| YOUR TASK |
Transcribe every row below verbatim, omitting the pictures.

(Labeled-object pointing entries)
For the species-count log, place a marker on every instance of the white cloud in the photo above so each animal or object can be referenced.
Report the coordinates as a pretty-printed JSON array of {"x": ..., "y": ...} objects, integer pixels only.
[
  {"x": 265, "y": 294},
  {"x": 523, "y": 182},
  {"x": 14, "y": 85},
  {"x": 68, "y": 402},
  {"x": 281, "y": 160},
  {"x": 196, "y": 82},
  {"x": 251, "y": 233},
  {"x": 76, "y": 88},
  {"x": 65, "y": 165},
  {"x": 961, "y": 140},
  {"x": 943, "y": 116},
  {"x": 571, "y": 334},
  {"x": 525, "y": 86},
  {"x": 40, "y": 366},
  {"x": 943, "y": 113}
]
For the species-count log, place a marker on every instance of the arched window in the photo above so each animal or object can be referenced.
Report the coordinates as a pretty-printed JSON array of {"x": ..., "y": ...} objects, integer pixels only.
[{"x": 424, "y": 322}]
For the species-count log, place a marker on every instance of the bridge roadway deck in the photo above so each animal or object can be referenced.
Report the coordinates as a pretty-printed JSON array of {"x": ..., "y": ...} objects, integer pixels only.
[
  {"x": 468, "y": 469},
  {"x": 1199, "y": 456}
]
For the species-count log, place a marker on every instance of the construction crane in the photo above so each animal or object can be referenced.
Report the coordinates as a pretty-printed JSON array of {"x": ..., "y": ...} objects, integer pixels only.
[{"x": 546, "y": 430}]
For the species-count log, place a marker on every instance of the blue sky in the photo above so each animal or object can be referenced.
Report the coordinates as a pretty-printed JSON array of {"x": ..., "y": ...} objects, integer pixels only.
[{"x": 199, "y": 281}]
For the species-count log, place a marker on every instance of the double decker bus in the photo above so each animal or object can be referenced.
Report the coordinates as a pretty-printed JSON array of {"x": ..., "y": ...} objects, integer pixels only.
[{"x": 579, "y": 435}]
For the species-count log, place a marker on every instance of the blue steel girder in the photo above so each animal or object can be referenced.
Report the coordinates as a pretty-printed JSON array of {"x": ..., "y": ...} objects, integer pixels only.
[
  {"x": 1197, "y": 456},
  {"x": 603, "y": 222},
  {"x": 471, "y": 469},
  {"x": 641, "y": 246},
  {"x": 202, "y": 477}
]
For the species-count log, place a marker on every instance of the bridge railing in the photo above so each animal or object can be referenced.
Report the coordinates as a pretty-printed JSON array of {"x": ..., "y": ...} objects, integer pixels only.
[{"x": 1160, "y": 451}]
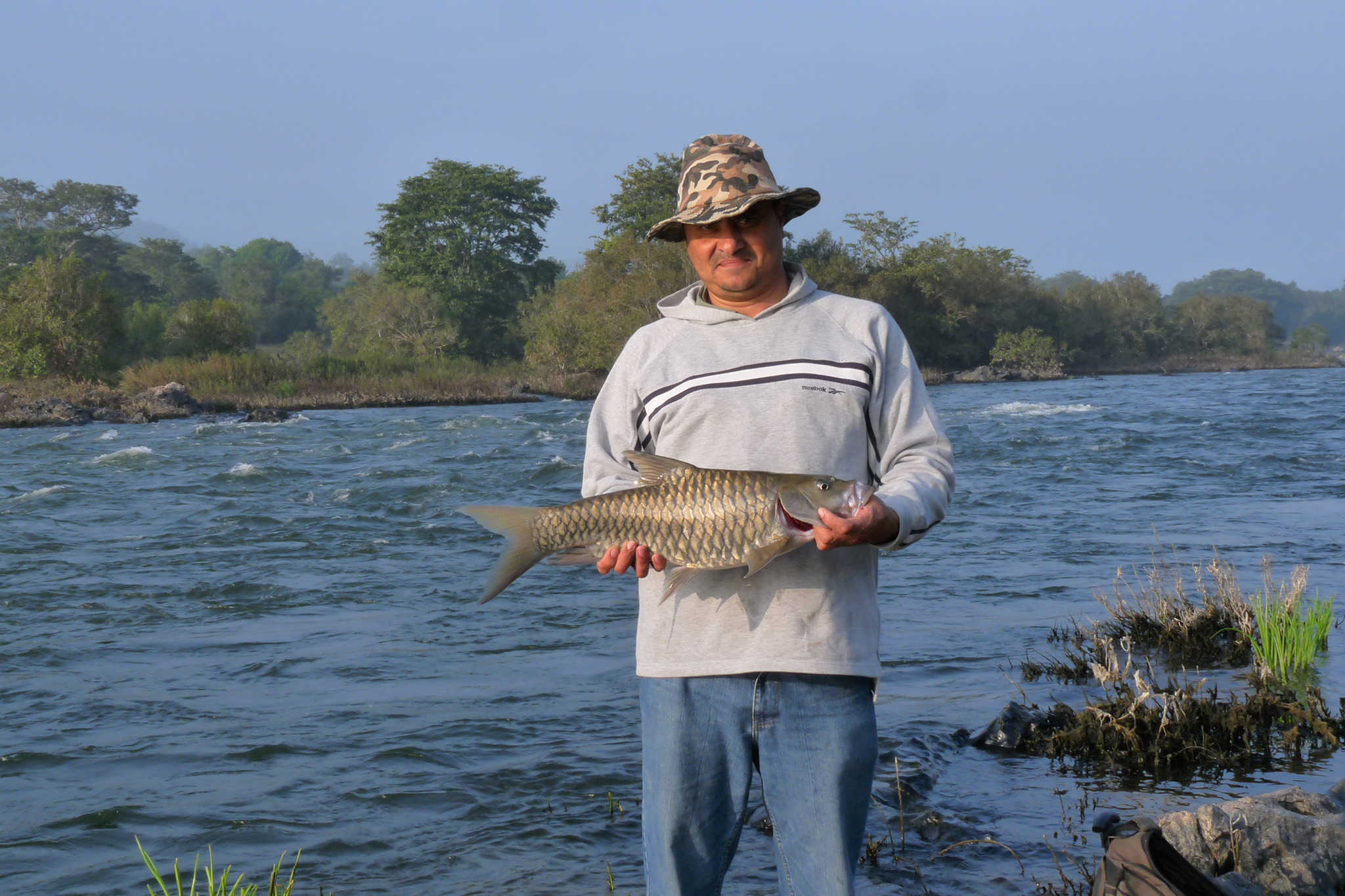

| EXERCISE RESPONSE |
For the species-count log, place a marker on every instance of the white cloud in the photo above so each animal or object can be referenced.
Report the coordinates as a pretty-printed JSON array of {"x": ..., "y": ...} objects, integer pixels only.
[
  {"x": 265, "y": 294},
  {"x": 523, "y": 182},
  {"x": 14, "y": 85},
  {"x": 68, "y": 402},
  {"x": 281, "y": 160},
  {"x": 196, "y": 82},
  {"x": 251, "y": 233},
  {"x": 76, "y": 88},
  {"x": 65, "y": 165},
  {"x": 961, "y": 140},
  {"x": 943, "y": 116},
  {"x": 571, "y": 334},
  {"x": 525, "y": 86},
  {"x": 40, "y": 366},
  {"x": 943, "y": 113}
]
For the species-count log, place a marker on every instance of the arched window in the photo above so each animal or object can be referenced.
Report the coordinates as a pretty-printed JSON array of {"x": ..., "y": ...} objects, integer pixels only.
[{"x": 424, "y": 322}]
For the species-count log, place a marker on every instance of the bridge roadway deck in the photo above so each animal or object can be referenced.
Report the coordinates as a pretty-printed JSON array of {"x": ..., "y": ...} objects, integer pixels only.
[
  {"x": 468, "y": 469},
  {"x": 1199, "y": 456}
]
For the species-count log, place a marker on every instance of the construction crane in the photo above so each animal or object can be referenced.
Report the coordinates as a pretty-printed JSON array of {"x": ..., "y": ...} objects, integer pixels only.
[{"x": 546, "y": 430}]
For the species-count log, place a marker on every instance of the blue sky in the photo above so each animal or object can be referenced.
Report the coordinates as a pretty-printed JSON array of {"x": ..., "y": ...} objects, integer pixels only.
[{"x": 199, "y": 281}]
For the species-count log, place a marker on every instance of the double decker bus in the photo above so each animal or object can be referenced.
Report the coordinates as a pretty-printed JSON array of {"x": ..., "y": ...} objects, integer pixels only.
[{"x": 579, "y": 435}]
For the species-count log, place a marker on every instance of the blue steel girder in the photo above so each animal or object can be referenced.
Report the coordinates as a pretty-printed JSON array of {"x": ..., "y": ...} objects, integer pixels only.
[
  {"x": 1197, "y": 456},
  {"x": 603, "y": 222},
  {"x": 471, "y": 469},
  {"x": 641, "y": 246},
  {"x": 202, "y": 477}
]
For the species-count log, place a marker on every instance of the bridge railing in the photo above so each animal or object can be referenced.
Report the coordinates as a pretty-printed JSON array of {"x": ..., "y": ...} objects, integer pixels only.
[{"x": 1160, "y": 451}]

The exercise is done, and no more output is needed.